Petunjuk:
1. Tulis semua sebutan untuk kelompok orang yang ada dalam berita tentang BNPT dan moderasi beragama. Nama badan dan nama perorangan tidak dihitung.
2. Lanjutkan berita tentang BNPT dan moderasi beragama itu mulai dari kalimat sesudah kalimat terakhirnya.

Teks Bacaan:
==============================

YOGYAKARTA – Generasi Z dan generasi milenial antara usia 14-39 tahun, menjadi generasi yang paling banyak terpapar virus radikal terorisme. Karena itulah, Badan Nasional Penanggulangan Terorisme (BNPT) terus menjalin sinergi dengan stakeholder terkait untuk melakukan penguatan moderasi beragama.
Demikian dikatakan Direktur Pencegahan BNPT, Brigjen Pol. R. Ahmad Nurwakhid, pada Sarasehan Penguatan Moderasi Beragama dan Pencegahan Radikalisme dan Ekstremisme Kalangan Guru SMA/SMK di Yogyakarta, Selasa (27/9/2022).
“Itu penting sebagai vaksinasi kepada para pelajar dalam rangka pencegahan paham radikal terorisme di lingkungan sekolah. Seperti di DI Yogyakarta, sebagai kota pelajar, murid sekolah harus diberikan divaksinasi agar mereka kebal,” ujarnya.

==============================

Bahan Sumber:
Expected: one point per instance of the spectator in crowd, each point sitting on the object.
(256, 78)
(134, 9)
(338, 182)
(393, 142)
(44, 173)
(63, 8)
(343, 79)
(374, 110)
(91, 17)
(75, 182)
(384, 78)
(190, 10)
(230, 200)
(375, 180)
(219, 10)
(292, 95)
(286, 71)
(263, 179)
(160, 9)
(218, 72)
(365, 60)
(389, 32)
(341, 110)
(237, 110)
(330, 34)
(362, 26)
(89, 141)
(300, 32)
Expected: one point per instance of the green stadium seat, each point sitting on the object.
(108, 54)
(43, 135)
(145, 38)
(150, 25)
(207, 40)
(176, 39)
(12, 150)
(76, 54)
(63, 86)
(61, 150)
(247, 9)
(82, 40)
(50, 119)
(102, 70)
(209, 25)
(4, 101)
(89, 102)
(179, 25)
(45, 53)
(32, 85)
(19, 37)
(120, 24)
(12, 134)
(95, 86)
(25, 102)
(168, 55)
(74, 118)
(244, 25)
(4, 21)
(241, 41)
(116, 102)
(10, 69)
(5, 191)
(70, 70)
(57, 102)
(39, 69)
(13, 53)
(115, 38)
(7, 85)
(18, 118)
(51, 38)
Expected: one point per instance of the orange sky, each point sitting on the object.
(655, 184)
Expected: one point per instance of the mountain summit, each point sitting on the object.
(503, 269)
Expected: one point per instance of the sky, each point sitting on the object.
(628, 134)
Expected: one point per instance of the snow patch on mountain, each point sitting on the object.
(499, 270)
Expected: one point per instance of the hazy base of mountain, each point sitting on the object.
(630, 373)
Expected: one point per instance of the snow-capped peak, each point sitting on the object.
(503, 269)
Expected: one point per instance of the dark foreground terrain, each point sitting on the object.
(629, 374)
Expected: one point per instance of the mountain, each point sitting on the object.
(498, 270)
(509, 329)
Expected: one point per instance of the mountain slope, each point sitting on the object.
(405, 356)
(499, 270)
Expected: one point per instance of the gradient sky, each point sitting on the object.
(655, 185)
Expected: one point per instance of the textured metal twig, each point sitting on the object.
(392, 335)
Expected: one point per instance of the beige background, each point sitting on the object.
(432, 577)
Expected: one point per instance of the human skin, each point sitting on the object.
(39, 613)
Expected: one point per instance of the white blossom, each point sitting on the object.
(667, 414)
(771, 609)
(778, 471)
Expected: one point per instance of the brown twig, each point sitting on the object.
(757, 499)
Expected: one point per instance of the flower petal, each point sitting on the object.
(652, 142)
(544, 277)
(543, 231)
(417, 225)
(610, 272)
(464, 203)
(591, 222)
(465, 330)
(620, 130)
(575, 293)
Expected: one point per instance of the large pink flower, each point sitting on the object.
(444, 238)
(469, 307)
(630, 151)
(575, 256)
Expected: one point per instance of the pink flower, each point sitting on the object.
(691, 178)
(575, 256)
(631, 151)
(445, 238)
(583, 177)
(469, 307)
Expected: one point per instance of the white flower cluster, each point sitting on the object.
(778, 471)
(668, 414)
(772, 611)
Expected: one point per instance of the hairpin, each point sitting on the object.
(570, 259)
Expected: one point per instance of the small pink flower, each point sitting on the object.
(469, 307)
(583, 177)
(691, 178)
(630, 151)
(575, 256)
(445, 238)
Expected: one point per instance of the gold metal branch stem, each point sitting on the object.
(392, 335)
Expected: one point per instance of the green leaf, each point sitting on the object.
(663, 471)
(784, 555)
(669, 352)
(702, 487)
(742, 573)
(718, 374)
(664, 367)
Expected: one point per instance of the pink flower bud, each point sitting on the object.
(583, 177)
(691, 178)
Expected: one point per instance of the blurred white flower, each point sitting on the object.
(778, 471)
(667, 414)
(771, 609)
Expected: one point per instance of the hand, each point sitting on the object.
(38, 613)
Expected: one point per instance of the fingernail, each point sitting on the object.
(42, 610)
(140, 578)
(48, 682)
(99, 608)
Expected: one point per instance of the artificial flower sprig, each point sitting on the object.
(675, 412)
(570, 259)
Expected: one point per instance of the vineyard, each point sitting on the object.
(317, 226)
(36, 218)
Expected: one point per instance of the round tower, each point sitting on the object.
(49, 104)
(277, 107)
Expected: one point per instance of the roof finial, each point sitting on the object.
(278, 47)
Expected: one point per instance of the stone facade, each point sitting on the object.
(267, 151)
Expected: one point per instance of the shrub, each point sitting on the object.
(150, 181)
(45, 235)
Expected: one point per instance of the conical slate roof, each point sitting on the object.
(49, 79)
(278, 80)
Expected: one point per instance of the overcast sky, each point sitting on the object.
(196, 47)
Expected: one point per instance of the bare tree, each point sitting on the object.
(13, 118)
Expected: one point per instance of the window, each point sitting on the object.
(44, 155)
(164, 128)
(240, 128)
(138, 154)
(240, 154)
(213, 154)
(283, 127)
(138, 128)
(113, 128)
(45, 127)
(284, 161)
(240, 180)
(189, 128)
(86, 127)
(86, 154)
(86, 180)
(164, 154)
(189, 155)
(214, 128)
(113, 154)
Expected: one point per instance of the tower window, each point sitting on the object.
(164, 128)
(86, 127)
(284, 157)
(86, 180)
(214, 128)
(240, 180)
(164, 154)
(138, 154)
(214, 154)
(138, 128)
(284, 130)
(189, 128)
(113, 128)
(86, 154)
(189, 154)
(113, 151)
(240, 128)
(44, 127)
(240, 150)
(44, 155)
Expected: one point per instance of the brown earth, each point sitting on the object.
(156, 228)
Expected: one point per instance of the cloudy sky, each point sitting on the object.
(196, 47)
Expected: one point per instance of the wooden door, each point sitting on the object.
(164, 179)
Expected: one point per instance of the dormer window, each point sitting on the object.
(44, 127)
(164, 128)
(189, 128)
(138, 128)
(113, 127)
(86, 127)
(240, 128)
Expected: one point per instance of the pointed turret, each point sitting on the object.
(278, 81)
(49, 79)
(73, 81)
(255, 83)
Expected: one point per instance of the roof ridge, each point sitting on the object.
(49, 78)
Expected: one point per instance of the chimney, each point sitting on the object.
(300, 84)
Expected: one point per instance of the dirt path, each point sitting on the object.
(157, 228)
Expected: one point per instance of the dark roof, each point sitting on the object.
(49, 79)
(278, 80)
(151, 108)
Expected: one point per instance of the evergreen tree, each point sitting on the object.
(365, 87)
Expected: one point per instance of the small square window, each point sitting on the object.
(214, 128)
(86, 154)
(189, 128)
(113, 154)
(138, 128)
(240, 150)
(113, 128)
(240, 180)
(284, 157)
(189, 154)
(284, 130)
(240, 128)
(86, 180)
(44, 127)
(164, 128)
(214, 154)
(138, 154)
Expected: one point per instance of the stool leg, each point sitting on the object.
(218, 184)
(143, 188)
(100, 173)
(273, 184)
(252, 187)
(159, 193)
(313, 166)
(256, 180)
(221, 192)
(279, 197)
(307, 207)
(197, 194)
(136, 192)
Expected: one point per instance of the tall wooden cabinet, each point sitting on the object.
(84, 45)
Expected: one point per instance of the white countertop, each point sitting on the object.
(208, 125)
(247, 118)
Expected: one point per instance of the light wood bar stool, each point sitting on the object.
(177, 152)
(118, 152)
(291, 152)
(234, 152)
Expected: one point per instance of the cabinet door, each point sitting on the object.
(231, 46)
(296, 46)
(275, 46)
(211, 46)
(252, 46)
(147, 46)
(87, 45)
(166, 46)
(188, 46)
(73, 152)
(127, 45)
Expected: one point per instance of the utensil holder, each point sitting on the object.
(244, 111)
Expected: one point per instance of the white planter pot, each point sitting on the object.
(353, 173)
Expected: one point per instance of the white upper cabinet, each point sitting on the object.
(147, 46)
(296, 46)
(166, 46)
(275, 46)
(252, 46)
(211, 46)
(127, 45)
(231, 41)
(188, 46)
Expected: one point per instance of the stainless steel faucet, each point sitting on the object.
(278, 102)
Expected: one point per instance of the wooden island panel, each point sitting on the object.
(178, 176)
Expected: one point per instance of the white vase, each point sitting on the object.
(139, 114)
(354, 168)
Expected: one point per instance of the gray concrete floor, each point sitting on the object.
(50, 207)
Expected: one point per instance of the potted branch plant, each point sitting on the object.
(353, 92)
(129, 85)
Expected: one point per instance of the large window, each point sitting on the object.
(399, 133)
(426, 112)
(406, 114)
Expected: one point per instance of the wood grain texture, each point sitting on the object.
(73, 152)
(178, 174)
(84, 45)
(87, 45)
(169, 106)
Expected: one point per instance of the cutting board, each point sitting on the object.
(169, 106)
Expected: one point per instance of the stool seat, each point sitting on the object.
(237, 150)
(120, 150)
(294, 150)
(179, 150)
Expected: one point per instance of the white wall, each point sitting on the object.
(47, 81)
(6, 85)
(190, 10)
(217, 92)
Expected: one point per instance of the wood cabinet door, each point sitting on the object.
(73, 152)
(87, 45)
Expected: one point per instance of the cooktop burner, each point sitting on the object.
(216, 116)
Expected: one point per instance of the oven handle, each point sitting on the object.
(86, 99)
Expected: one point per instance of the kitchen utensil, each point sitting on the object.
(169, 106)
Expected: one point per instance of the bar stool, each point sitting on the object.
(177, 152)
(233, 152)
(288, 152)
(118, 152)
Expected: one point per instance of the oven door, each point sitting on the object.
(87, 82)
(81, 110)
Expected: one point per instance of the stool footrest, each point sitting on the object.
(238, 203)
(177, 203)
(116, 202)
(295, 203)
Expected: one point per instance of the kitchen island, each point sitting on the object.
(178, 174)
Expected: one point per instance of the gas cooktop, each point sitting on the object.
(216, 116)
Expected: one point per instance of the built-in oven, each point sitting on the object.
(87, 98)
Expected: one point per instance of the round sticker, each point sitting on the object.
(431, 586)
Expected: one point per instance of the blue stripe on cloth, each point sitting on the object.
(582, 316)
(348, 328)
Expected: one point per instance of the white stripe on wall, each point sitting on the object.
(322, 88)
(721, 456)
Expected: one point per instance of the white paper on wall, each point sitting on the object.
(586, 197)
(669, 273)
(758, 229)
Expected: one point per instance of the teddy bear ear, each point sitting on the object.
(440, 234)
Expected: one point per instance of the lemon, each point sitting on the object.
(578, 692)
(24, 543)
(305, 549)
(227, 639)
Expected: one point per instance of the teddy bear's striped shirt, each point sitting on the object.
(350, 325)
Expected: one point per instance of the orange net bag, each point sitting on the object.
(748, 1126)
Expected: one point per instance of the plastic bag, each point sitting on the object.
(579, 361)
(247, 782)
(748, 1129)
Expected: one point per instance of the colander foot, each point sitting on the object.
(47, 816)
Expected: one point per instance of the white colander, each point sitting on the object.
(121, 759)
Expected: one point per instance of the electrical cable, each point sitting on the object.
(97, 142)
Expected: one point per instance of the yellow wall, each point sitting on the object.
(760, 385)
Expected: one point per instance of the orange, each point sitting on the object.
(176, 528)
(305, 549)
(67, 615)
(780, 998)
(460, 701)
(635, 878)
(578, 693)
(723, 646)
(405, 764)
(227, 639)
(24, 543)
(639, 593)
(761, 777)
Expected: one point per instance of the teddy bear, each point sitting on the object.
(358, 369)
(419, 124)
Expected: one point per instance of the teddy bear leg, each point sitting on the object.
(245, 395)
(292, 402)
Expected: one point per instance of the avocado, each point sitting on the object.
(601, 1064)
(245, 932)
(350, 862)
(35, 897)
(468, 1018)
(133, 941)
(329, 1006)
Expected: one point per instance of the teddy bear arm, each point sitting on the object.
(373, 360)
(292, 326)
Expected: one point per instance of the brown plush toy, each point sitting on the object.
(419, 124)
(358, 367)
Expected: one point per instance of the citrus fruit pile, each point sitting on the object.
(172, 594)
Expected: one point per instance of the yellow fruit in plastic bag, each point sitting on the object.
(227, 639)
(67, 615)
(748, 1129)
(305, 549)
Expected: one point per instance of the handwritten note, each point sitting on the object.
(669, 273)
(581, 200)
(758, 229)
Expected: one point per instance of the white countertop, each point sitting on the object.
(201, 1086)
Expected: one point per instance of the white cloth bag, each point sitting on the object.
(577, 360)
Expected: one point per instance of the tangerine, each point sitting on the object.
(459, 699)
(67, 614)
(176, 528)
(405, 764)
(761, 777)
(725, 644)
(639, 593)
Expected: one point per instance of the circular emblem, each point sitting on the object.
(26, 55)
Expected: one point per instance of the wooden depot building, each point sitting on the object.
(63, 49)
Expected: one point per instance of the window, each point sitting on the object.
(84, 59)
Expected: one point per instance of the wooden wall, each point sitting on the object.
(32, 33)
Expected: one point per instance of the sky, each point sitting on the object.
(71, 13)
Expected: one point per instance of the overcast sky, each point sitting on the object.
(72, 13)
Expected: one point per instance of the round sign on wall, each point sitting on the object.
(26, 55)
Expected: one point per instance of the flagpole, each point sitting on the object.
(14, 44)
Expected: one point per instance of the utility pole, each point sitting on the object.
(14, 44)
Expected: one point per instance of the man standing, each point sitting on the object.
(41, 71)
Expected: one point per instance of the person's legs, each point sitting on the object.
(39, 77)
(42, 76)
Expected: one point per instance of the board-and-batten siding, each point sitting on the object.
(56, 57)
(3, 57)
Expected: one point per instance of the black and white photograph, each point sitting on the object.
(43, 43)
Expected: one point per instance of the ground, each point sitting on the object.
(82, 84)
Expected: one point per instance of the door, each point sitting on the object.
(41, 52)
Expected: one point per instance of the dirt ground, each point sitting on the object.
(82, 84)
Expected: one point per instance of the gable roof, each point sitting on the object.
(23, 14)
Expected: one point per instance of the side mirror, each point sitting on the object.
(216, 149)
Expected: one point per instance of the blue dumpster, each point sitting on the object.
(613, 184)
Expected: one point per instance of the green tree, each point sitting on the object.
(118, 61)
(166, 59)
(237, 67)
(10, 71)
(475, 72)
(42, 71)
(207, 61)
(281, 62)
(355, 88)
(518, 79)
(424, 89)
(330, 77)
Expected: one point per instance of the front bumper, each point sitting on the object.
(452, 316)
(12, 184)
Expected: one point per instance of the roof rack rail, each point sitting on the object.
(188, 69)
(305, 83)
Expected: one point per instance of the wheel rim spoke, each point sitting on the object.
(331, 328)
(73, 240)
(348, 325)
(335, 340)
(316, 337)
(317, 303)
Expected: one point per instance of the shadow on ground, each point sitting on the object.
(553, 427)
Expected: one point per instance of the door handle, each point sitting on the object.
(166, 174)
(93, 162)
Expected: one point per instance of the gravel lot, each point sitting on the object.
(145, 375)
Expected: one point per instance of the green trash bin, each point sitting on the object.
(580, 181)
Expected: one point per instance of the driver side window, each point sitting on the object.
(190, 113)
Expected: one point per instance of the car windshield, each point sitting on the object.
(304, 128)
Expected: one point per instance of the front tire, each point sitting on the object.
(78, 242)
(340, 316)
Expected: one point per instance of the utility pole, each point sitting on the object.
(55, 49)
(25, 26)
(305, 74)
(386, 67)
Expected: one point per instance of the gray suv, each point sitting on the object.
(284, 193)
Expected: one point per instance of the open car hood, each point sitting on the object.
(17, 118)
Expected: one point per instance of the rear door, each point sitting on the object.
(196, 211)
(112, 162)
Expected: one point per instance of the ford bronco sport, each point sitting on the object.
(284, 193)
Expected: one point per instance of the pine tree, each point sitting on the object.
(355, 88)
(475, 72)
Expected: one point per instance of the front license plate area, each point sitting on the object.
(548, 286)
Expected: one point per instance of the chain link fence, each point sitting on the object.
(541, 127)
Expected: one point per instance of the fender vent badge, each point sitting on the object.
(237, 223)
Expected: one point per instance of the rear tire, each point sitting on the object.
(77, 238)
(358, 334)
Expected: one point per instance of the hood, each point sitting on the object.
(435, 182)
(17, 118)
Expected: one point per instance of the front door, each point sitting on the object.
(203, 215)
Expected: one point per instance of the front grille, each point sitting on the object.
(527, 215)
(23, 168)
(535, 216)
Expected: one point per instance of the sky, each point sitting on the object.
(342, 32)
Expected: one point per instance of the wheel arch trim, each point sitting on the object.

==============================

Jawaban Tugas:
1. Generasi Z, generasi milenial, stakeholder terkait, guru SMA/SMK, para pelajar, murid sekolah

2.
Ia menjelaskan, kebijakan pentahelix dengan bersinergi pihak pemerintah yaitu kementerian/lembaga/pemda. Kemudian komunitas masyarkaat kegamaan termasuk NU, dan Muhammmadiyah, media, dan civitas akademika, serta pelaku usaha.
Menurutnya, imunitas terhadap radikal terorisme harus terus digelorakan bersama, karena guru atau penceramah berpotensi menjadi pintu masuk sekaligus pintu keluar radikalisme.
“Kalau gurunya sudah moderat dan kuat dalam membangun moderasi beragama, Insya Allah akan ditransformasikan kepada anak didiknya. Ini penting untuk memutuskan kaderisasi paham radikal terorisme,” kata dia.
Virus radikal terorisme, lanjut Nurwakhid, bisa mengena pada siapa saja. Karena itu, bagi yang moderat harus diberikan vaksinasi ideologi agar tidak terpapar. Kemudian orang tanpa gejalah (OTG), diberikan kontra radikalisasi, termasuk kontra propaganda, dan kontra ideologi.
Sementara mereka yang sudah radikal akut, kemudian bergabung dengan kelompok teror, maka harus dilakukan dengan preventif justice, yakni ditangkap dan diproses hukum.
Ia menambahkan, agama sejatinya wasathiyah, Tuhan menciptakan atau menjadikan agama untuk moderat yaitu di tengah-tengah, sehingga bisa rahmatan lil alamin.
“Tidak rahmatan lil islam, bukan rahmatan lil muslim, tapi semuanya,” ujar dia.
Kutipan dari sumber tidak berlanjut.